PROBLEM TO WORK ON –
Provide an exact copy of the data, excluding the images.

Collected data entries:
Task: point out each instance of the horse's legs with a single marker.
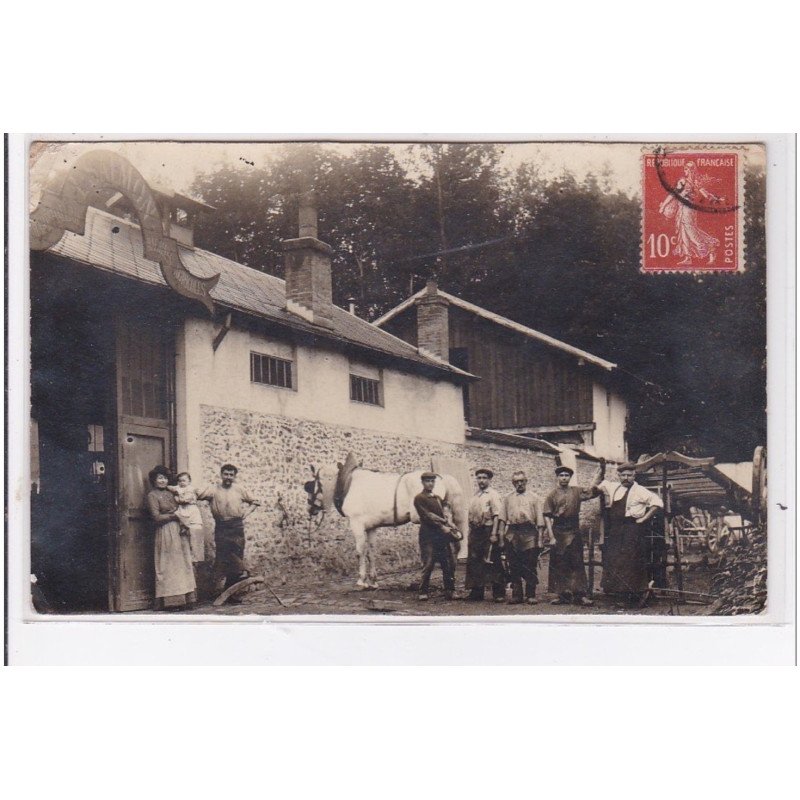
(361, 548)
(372, 575)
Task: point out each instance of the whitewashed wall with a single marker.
(610, 414)
(413, 405)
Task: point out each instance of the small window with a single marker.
(365, 390)
(271, 371)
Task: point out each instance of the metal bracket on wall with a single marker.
(222, 333)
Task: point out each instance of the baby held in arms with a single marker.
(188, 513)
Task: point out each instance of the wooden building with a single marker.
(531, 384)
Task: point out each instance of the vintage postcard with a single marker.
(522, 380)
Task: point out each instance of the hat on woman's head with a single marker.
(156, 471)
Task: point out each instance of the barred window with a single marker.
(271, 371)
(365, 390)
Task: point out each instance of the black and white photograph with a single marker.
(398, 379)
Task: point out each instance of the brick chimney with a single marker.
(433, 329)
(307, 266)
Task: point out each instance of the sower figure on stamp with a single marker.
(625, 556)
(562, 508)
(523, 536)
(436, 537)
(485, 540)
(230, 505)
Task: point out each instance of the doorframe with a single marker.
(143, 425)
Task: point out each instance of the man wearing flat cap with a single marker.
(437, 536)
(523, 537)
(625, 559)
(485, 540)
(562, 508)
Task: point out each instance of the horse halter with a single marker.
(314, 490)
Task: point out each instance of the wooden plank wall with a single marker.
(523, 383)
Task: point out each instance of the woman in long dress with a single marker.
(175, 584)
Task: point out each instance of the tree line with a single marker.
(559, 254)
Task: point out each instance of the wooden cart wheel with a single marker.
(712, 538)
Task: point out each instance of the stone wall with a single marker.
(274, 455)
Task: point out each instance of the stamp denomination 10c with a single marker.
(692, 218)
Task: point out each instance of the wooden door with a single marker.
(144, 435)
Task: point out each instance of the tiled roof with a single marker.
(115, 245)
(504, 321)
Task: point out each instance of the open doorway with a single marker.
(72, 446)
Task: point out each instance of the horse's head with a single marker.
(320, 489)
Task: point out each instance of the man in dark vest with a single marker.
(625, 563)
(485, 541)
(562, 507)
(436, 536)
(230, 505)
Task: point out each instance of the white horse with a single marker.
(371, 500)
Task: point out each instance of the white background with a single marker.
(411, 68)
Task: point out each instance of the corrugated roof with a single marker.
(504, 321)
(115, 245)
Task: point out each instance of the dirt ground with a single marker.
(397, 596)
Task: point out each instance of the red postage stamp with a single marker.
(692, 217)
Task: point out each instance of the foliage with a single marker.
(560, 255)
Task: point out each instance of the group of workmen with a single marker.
(508, 535)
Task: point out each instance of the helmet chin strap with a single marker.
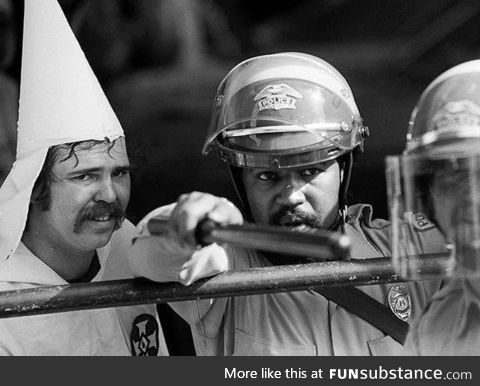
(343, 193)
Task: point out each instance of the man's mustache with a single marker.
(295, 217)
(101, 209)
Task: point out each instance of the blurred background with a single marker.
(160, 61)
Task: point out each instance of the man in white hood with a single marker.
(63, 204)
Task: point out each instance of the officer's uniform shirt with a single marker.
(133, 330)
(451, 323)
(302, 323)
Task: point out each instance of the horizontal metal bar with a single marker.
(319, 244)
(50, 299)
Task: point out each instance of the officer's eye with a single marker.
(310, 172)
(267, 176)
(120, 173)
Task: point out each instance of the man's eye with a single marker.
(310, 172)
(120, 173)
(267, 176)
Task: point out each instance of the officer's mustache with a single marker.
(101, 209)
(295, 217)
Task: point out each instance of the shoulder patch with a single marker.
(144, 336)
(399, 302)
(420, 222)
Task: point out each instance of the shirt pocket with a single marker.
(248, 345)
(384, 346)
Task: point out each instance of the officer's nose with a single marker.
(291, 194)
(106, 192)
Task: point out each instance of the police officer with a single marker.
(287, 126)
(440, 177)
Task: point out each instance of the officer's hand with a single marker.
(194, 207)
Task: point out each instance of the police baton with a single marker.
(318, 245)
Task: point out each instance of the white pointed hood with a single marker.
(61, 101)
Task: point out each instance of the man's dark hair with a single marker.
(41, 189)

SOLVED PROBLEM –
Task: point out each instance of the horse's legs with a single marker.
(361, 548)
(372, 575)
Task: point out each instance of the whitewashed wall with a single marker.
(610, 414)
(413, 405)
Task: point out each instance of the small window with a single marker.
(365, 390)
(271, 371)
Task: point out each instance of the metal bracket on wall with a single marker.
(222, 333)
Task: point out each instance of the baby held in arms with a single marker.
(188, 513)
Task: point out each instance of the wooden building with a single marker.
(531, 384)
Task: point out each instance of the vintage postcard with a single marker.
(522, 380)
Task: point out each instance of the hat on woman's head with a single marker.
(156, 471)
Task: point out each instance of the barred window with a single marker.
(271, 371)
(365, 390)
Task: point out each instance of the black and white photograph with a single marker.
(398, 379)
Task: point out each instance of the brick chimney with a single marker.
(433, 329)
(307, 266)
Task: point out each instance of the sower figure on stamp with a single marker.
(625, 556)
(562, 508)
(523, 536)
(436, 537)
(485, 540)
(230, 505)
Task: point out each instance of the doorframe with a single marker.
(143, 425)
Task: point out each instance of the man wearing flat cap with a single marker.
(437, 536)
(523, 537)
(625, 559)
(485, 540)
(562, 508)
Task: point out each instance of the horse halter with a single marker.
(314, 490)
Task: point out each instance of the wooden plank wall with a single marker.
(523, 383)
Task: point out each instance of the woman in long dress with a single marker.
(175, 584)
Task: point out each instance of the tree line with a single marker.
(559, 254)
Task: point out each instance of the wooden cart wheel with a single marker.
(712, 538)
Task: point out each instance of the stone wall with a single marker.
(274, 455)
Task: point out each instance of the stamp denomination 10c with a single marker.
(692, 218)
Task: point out each instance of the wooden door with a single marker.
(144, 435)
Task: point out each instance of the tiled roof with a single marker.
(115, 245)
(504, 321)
Task: point out each instance of the open doorway with a single marker.
(72, 446)
Task: point out each instance of the horse's head with a single marker.
(320, 489)
Task: point out each instance of the man in dark vest with a single marker.
(625, 563)
(485, 541)
(562, 507)
(436, 536)
(230, 505)
Task: point out each instance of the white horse with a single marker.
(371, 500)
Task: point out each instance of the white background with a single marker.
(411, 68)
Task: point out each instance of the corrugated roof with a single marker.
(504, 321)
(115, 245)
Task: point out each instance of the dirt ground with a single marker.
(397, 596)
Task: point out each instance of the red postage stamp with a single marker.
(692, 217)
Task: point out each instance of the foliage with a single marker.
(560, 255)
Task: point out each instance of the group of workmen with a single marker.
(508, 535)
Task: point out each instance of the helmet chin strap with a single marker.
(343, 193)
Task: point out each instance of the man's mustache with a single marker.
(295, 217)
(101, 209)
Task: point out each instance of the blurred background with a single marker.
(160, 61)
Task: point out each instance of the man in white hood with a single marker.
(63, 204)
Task: point out each instance of the officer's uniform shirt with a single marker.
(133, 330)
(451, 323)
(302, 323)
Task: point out each instance of the horizontal metal bar with a single marker.
(319, 244)
(50, 299)
Task: point out each instance of the officer's eye with a single marker.
(310, 172)
(267, 176)
(120, 173)
Task: point out each instance of the man's eye with a single marker.
(310, 172)
(120, 173)
(267, 176)
Task: point out each instance of the officer's mustache with a single marker.
(101, 209)
(295, 217)
Task: point out each instance of the shoulder patch with a single marker.
(144, 336)
(399, 302)
(420, 222)
Task: point out each instance of the shirt pocket with a single marker.
(248, 345)
(384, 346)
Task: point out each instance of the officer's nose with a single marker.
(291, 194)
(106, 192)
Task: point out each instance of the police officer with a single marker.
(287, 126)
(440, 177)
Task: point out each instance of the officer's hand with a single marker.
(194, 207)
Task: point out each instance of the police baton with a single marker.
(318, 245)
Task: point out each instance of the white pointed hood with a single marker.
(61, 101)
Task: point out each instance of the man's dark hair with a single marker.
(41, 189)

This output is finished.